# What you will do
Show each line of the records below that contains the word "yellow". Case counts.

═══ Provided records

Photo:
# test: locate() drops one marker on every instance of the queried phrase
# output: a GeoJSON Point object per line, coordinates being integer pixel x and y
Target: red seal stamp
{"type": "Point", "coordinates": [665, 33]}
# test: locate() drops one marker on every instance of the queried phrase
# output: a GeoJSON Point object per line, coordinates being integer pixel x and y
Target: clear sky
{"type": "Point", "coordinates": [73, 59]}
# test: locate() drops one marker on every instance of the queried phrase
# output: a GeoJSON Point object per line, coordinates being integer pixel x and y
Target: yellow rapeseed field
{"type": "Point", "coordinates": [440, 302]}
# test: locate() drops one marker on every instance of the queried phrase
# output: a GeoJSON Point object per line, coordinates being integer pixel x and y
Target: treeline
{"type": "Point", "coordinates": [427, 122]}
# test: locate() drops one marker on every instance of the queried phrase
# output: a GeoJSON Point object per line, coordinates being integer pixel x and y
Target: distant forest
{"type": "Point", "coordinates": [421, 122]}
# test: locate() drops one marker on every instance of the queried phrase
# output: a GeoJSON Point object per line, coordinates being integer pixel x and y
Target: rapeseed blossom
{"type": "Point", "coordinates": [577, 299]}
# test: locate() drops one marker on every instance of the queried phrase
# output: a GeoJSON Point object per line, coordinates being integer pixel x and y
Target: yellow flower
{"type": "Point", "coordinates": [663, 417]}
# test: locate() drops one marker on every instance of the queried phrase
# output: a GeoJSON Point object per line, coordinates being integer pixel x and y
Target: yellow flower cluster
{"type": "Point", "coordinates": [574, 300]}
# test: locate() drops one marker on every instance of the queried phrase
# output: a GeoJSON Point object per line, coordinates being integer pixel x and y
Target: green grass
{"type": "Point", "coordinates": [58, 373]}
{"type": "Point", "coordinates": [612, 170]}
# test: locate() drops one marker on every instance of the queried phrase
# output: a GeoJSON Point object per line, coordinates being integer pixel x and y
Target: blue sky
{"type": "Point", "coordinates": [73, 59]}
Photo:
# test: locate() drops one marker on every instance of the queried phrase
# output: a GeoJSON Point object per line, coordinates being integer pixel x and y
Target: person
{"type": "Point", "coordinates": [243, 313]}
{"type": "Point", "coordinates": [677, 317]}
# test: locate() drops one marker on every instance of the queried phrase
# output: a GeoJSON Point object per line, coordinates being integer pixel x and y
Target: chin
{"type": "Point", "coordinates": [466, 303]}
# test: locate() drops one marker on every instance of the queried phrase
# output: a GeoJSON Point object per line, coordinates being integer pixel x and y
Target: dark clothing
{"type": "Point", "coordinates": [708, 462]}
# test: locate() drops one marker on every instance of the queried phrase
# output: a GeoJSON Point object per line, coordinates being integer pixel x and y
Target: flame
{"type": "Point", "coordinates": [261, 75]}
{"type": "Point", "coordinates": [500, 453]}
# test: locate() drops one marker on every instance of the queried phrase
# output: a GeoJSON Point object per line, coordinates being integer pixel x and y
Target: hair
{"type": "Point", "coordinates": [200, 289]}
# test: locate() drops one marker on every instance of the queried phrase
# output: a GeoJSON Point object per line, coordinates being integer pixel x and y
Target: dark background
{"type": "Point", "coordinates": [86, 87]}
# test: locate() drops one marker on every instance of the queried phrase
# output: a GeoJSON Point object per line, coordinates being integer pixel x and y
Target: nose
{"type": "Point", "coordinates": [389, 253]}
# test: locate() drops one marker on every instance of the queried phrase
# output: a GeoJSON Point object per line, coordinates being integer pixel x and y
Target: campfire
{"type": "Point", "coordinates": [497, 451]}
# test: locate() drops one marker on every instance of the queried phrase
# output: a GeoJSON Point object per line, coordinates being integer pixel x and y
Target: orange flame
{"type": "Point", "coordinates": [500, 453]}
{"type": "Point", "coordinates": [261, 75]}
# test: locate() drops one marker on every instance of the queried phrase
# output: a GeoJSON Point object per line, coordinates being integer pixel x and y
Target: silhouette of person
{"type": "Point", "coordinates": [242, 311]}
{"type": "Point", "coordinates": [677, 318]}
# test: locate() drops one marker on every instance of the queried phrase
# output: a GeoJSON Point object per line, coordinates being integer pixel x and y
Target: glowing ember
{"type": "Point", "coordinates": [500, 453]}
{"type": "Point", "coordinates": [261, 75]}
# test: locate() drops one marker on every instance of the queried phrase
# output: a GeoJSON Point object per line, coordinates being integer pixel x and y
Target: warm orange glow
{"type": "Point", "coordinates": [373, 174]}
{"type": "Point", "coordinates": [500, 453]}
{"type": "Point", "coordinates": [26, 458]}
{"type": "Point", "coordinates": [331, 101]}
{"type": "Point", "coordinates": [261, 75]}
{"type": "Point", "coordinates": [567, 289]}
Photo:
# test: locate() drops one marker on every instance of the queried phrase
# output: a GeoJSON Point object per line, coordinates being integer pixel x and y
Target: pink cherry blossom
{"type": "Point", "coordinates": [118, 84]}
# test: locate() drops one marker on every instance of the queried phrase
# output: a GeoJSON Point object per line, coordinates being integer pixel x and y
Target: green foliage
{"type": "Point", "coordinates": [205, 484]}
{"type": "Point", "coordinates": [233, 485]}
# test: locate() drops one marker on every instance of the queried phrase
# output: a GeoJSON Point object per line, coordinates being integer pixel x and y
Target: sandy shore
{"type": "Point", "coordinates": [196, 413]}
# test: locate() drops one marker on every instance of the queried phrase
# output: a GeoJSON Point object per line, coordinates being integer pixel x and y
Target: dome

══════

# The output
Target: yellow rapeseed field
Target: yellow flower
Target: yellow flower cluster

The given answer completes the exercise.